_Problem statement_.
Of the lines below, write out exactly those from the line with "Exercise. Mark the shadow" through the line with "Exercise. Mark the race", both included, and skip the rest.

_Recorded data_.
____________
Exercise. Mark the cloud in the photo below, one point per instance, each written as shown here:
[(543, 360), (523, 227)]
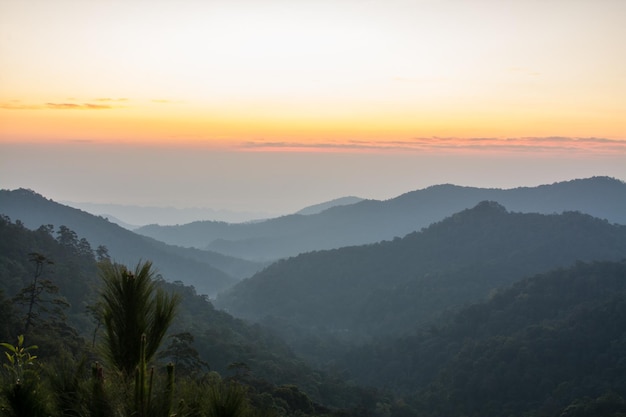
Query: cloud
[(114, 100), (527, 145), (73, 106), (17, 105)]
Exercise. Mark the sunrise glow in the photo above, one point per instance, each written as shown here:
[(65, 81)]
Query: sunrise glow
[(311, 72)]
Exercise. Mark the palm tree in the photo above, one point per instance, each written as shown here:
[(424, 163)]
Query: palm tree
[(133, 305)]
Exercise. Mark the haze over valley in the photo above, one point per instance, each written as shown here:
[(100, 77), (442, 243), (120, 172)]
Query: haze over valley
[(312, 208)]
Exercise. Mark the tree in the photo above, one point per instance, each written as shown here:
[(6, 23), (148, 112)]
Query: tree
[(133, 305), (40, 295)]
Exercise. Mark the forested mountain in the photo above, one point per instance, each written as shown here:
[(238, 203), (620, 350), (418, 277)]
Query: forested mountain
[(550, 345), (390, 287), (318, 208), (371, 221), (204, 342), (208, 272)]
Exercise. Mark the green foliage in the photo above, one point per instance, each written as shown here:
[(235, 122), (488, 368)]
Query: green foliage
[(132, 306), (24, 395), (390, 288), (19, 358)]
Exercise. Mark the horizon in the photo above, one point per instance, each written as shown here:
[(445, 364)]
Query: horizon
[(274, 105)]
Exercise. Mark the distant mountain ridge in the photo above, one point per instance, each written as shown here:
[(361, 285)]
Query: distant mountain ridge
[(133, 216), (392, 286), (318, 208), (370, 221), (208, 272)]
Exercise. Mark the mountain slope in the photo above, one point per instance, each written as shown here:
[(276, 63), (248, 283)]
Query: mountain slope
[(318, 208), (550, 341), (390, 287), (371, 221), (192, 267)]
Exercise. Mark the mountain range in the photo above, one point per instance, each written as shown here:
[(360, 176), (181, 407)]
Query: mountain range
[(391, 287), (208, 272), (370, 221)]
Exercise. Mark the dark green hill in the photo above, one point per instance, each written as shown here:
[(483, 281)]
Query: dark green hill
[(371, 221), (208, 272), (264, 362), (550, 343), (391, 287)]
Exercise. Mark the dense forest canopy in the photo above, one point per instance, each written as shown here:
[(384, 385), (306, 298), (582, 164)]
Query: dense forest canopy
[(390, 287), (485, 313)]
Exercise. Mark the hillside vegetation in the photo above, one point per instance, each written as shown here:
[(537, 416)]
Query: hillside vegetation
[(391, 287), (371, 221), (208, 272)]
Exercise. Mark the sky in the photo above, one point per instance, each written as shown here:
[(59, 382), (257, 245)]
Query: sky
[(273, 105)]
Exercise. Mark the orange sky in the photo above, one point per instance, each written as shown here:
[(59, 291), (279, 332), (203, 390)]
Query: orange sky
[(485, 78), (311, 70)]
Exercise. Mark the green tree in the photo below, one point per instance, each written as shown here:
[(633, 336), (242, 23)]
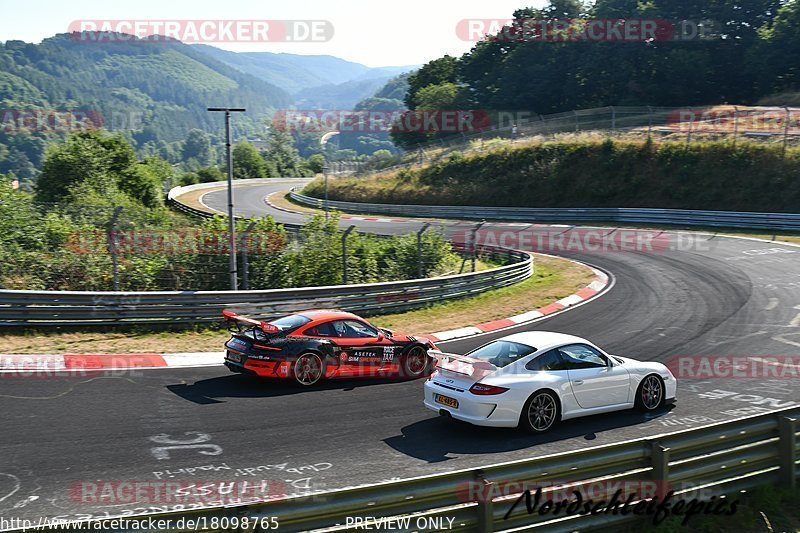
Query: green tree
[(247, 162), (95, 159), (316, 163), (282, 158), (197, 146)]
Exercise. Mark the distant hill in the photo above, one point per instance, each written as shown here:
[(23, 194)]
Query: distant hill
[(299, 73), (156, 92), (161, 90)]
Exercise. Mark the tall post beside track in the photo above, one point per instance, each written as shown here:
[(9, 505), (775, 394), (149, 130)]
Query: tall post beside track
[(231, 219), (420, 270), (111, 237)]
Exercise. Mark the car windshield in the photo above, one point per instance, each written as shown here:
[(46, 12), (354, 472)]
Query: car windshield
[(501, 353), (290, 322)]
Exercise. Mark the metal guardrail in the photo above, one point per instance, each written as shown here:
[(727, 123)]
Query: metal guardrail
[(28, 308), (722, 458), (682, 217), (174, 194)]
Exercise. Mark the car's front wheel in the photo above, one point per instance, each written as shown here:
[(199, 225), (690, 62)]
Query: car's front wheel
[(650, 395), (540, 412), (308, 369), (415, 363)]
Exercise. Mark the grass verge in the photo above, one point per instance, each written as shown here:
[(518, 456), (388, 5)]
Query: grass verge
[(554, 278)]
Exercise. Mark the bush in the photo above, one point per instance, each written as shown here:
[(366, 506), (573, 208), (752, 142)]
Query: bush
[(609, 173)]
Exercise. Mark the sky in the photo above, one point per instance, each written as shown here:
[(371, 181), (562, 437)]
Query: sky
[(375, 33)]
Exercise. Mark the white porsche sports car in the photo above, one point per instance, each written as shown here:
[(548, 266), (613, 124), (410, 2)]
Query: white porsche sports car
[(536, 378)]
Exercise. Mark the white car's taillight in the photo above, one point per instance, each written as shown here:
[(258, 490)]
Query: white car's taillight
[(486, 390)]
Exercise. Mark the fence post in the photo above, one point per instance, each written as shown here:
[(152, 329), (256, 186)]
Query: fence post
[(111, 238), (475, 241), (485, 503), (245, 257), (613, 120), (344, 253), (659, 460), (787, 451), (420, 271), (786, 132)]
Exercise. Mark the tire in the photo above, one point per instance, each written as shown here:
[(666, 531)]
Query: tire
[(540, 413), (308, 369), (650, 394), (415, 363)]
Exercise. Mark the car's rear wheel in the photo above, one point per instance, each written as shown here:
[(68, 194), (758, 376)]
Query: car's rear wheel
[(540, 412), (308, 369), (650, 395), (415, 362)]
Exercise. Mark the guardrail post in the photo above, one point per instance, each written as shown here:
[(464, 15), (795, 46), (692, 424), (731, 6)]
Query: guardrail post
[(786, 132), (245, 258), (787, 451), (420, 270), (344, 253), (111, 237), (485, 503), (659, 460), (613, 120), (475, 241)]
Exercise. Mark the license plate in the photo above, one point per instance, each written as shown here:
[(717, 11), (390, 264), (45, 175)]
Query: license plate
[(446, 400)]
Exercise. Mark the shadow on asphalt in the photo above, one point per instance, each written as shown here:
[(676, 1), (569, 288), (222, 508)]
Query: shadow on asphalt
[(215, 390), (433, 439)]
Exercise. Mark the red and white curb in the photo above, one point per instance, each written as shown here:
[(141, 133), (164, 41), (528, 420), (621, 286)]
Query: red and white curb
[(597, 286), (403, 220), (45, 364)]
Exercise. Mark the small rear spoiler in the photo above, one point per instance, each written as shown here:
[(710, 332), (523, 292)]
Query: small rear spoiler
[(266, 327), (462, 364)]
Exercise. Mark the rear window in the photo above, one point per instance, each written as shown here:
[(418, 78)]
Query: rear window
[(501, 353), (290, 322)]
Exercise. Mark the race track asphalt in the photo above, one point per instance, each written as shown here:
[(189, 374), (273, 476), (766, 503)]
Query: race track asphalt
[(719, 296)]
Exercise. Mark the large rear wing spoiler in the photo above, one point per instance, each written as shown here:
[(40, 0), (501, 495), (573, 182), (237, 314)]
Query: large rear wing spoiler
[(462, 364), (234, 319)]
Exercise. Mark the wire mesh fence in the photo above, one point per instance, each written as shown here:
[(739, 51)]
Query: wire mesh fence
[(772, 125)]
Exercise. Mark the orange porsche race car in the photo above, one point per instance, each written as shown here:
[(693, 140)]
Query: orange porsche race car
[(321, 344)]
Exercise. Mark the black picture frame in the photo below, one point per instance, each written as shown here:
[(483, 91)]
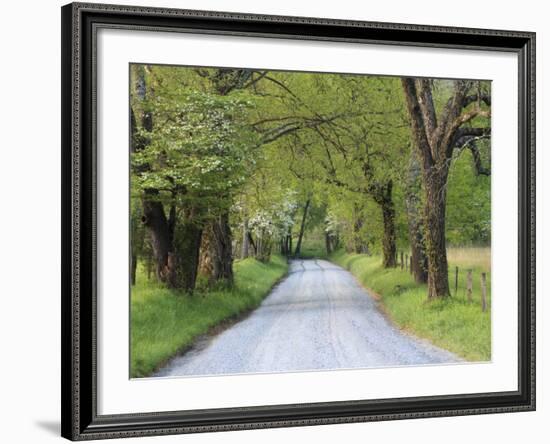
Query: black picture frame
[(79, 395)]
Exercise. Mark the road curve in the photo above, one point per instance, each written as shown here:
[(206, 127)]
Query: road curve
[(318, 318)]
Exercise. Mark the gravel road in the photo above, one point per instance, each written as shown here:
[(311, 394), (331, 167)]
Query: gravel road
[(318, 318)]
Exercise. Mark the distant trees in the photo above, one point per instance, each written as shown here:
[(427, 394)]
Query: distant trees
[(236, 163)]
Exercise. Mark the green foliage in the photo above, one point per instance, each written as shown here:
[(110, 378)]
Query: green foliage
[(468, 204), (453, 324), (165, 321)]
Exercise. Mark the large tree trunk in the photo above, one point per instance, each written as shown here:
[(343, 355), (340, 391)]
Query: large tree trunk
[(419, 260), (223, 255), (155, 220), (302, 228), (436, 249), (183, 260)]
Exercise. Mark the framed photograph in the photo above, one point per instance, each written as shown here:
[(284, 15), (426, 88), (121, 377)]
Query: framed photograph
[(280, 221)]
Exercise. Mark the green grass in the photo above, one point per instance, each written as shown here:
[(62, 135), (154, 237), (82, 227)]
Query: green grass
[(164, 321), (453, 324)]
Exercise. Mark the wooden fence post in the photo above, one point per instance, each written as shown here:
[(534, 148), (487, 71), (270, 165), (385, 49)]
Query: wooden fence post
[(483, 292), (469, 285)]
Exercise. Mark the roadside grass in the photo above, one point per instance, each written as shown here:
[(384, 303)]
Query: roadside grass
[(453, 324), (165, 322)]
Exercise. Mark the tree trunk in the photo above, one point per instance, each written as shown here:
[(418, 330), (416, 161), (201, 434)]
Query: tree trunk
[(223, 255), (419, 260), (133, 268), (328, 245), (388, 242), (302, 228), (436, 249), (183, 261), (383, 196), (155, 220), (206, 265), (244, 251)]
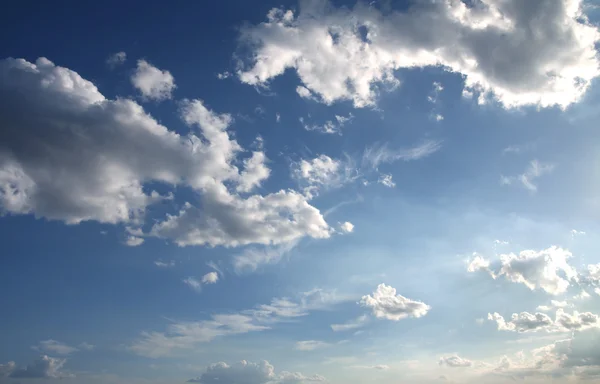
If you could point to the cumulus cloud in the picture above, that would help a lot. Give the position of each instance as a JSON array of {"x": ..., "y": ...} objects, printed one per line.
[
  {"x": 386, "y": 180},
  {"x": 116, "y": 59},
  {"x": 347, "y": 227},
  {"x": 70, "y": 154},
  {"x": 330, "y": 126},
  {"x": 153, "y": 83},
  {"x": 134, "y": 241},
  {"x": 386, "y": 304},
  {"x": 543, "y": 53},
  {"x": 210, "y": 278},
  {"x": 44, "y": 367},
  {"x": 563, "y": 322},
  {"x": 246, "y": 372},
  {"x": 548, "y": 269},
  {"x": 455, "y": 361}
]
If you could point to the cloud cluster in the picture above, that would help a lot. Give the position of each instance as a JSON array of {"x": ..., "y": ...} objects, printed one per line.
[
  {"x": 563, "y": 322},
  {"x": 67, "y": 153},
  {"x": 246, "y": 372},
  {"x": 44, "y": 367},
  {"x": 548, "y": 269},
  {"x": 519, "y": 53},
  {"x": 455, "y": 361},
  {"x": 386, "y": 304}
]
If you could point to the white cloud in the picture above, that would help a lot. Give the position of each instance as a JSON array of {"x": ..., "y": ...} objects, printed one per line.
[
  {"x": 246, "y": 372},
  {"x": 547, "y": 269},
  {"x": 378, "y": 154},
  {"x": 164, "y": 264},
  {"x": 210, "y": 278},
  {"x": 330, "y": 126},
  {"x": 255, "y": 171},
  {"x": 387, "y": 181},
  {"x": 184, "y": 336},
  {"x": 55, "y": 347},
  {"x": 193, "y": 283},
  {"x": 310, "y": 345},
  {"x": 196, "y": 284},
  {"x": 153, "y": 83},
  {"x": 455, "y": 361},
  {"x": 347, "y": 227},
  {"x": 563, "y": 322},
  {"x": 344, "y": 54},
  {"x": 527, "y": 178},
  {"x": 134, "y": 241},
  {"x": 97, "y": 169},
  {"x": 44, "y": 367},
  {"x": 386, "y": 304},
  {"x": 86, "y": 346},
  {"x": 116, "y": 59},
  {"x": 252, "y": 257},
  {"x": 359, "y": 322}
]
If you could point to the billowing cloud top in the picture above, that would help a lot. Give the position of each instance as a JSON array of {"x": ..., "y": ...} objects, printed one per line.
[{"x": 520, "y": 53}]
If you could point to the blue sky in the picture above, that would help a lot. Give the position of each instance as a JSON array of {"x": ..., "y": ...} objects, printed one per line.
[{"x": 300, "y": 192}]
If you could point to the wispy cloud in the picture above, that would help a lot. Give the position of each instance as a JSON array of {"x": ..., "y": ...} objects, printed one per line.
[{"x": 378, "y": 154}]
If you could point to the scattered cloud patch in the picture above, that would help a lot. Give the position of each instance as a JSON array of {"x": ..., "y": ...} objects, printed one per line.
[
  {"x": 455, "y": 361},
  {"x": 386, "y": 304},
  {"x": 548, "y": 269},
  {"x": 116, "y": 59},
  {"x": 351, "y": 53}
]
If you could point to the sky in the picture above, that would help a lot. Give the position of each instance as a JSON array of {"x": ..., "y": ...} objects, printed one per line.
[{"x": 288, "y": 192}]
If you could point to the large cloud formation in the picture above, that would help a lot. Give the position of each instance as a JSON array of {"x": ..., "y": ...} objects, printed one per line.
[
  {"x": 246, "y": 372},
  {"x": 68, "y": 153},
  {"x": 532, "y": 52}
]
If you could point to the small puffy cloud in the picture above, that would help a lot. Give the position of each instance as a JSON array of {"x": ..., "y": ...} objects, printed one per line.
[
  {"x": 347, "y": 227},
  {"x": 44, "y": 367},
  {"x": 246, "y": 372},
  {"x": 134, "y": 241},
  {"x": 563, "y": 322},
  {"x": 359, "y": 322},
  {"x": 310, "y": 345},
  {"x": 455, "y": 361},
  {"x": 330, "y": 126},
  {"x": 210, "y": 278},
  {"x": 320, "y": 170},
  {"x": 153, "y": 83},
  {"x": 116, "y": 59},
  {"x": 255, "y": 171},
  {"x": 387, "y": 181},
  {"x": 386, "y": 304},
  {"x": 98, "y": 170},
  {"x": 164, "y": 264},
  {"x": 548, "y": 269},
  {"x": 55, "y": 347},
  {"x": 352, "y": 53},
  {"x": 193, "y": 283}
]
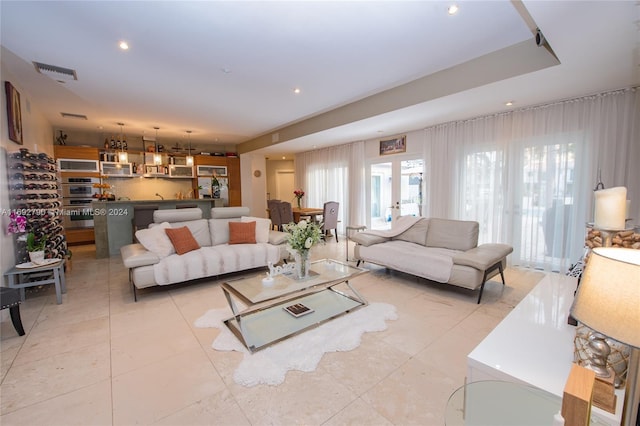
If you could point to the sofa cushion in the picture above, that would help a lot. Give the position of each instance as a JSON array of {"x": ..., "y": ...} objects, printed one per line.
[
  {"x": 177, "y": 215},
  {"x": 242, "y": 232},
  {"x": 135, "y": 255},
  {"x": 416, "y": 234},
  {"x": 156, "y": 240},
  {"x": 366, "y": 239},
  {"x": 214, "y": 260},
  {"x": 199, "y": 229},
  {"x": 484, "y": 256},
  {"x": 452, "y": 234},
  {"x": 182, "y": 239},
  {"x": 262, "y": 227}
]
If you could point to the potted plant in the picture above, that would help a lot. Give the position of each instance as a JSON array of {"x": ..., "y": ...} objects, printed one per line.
____________
_Exercise solution_.
Exercise. Mark the shadow on asphalt in the photo above, one point per instance, each written as shown here:
[(676, 1), (569, 288), (222, 508)]
Query: shadow on asphalt
[(215, 390), (433, 439)]
Exercise. Mark the red and white curb in the photo above, one point per instance, each written as shown here:
[(141, 133), (164, 41), (528, 420), (621, 286)]
Query: red and white curb
[(597, 286), (403, 220), (45, 364)]
Exercise. Mark the small rear spoiler in the photo above, one point per instance, each written as shown here:
[(710, 332), (523, 292)]
Query: small rear spoiler
[(266, 327), (462, 364)]
Exercise. Mark the rear window in the photo above, one point per instance, each written as shown here:
[(418, 78)]
Query: rear window
[(501, 353), (290, 322)]
Exercise. Mark the race track asphalt in the photo above, one point per instance, each written as shown here:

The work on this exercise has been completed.